=== EXERCISE DESCRIPTION ===
Return every line of the material exactly.

-- begin --

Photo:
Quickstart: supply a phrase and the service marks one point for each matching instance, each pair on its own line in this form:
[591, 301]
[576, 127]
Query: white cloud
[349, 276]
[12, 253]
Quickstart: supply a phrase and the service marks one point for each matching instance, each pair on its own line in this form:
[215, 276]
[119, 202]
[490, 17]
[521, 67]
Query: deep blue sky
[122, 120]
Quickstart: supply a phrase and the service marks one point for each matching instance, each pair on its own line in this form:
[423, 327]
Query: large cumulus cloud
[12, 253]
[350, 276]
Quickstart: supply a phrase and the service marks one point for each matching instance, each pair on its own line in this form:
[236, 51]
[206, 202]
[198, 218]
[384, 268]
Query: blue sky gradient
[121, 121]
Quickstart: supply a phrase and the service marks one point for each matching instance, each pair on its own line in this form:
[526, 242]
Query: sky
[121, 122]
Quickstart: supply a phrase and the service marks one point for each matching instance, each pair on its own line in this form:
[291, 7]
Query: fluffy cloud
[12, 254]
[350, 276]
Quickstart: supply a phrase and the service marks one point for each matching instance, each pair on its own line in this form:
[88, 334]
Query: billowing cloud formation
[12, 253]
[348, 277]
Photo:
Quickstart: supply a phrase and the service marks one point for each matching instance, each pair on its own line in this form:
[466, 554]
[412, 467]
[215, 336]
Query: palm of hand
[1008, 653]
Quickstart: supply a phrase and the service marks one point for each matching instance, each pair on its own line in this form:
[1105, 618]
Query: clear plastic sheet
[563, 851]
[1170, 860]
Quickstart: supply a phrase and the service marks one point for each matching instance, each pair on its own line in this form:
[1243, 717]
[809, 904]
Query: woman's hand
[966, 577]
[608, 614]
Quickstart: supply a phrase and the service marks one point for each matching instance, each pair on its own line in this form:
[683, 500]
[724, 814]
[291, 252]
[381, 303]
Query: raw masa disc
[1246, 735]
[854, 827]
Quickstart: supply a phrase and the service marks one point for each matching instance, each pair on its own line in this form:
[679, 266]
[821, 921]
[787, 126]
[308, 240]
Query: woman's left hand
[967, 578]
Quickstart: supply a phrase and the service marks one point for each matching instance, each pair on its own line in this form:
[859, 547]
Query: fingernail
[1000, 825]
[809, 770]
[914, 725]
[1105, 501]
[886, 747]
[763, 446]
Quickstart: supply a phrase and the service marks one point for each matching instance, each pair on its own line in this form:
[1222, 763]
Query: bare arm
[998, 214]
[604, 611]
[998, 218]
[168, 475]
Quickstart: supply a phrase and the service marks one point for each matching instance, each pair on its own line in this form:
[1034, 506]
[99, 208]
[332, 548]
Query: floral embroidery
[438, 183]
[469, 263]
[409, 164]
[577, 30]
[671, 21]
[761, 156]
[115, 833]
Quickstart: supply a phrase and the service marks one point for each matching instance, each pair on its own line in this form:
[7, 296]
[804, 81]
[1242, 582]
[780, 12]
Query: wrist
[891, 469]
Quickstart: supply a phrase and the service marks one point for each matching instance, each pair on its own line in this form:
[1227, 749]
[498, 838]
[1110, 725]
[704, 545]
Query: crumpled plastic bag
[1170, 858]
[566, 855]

-- end --

=== SOLUTION FOR THIS PROBLEM ===
Photo:
Quickstart: supply a phrase and the service marks one point for each matching instance, each pair on its own line in this form:
[591, 301]
[576, 127]
Query: white cloud
[349, 276]
[12, 253]
Quickstart: supply a phrase and the service marks one point for each matching instance, each pair on its own line in this form:
[215, 276]
[119, 202]
[490, 17]
[521, 67]
Query: deep blue sky
[122, 120]
Quickstart: supply a phrase and the service marks one point for each matching instance, each pair on its own line in this form:
[423, 327]
Query: large cumulus cloud
[12, 253]
[350, 276]
Quickstart: supply a phrase and the service marks one point for each matching instance, each pair on its own line in this form:
[236, 51]
[206, 202]
[198, 218]
[384, 268]
Query: blue sky gradient
[121, 121]
Quickstart: supply a phrase and the service marks one point for each matching instance, each pair on its own line in this form:
[526, 242]
Query: sky
[121, 122]
Quickstart: supply a phrase and the service marks one point for each matching instance, each pair on its own line in this form:
[291, 7]
Query: fluffy cloud
[12, 254]
[350, 276]
Quickstart: supply a phrase and the service marks one point for each matching instance, each pair on its own line in this form:
[88, 334]
Query: billowing cloud formation
[12, 253]
[348, 277]
Photo:
Quickstart: supply a phrase and the service marks one point for each matching instance, each pair on its own line in this form:
[466, 554]
[412, 467]
[215, 336]
Query: palm of hand
[1008, 653]
Quickstart: supply a phrase and the service marks one point for each matching instance, each pair on its own line in this form:
[1105, 618]
Query: clear plastic sheet
[563, 851]
[1170, 860]
Quickstart: supply a phrase and the service marks one point for each matching instance, each pair on its own line in this form:
[1243, 717]
[809, 904]
Query: woman's hand
[966, 577]
[608, 614]
Quickstart: supply a phrase and the service marks one point for each matching instance, each pair on its own line in this form:
[683, 500]
[724, 814]
[291, 252]
[381, 303]
Query: raw masa disc
[1246, 735]
[854, 827]
Quickstart: supply a phrase and the service marks one point for each matching instance, each pair on its own line in this form:
[679, 266]
[821, 921]
[787, 126]
[308, 240]
Query: woman's left hand
[967, 578]
Quickstart: supply a phrase and the service marks one point for each matching instance, each pair on its own line in this form:
[859, 547]
Query: fingernail
[1000, 825]
[809, 770]
[914, 725]
[1105, 501]
[886, 747]
[763, 446]
Quickstart: supply a phrase and the service marks one point for each matching instance, each pair on its own line in this form:
[1222, 763]
Query: bare arm
[998, 214]
[604, 611]
[998, 218]
[168, 475]
Quickstart: supply a phrase and the service marks one point for each matching instance, each pair on its own line in this form:
[1034, 506]
[99, 208]
[332, 548]
Query: floral embroidery
[438, 183]
[469, 263]
[409, 164]
[577, 30]
[671, 21]
[761, 156]
[115, 833]
Quickstart: supply a phrase and the service marks one point for each matching instance, each pair on its own line in this form:
[7, 296]
[804, 81]
[1242, 582]
[780, 12]
Query: wrist
[891, 469]
Quickstart: supply a phrase and the service marks one point for each matching instance, each pair on its own line in this form:
[1227, 749]
[498, 838]
[1110, 725]
[704, 545]
Query: crumpled plastic bag
[1170, 858]
[566, 855]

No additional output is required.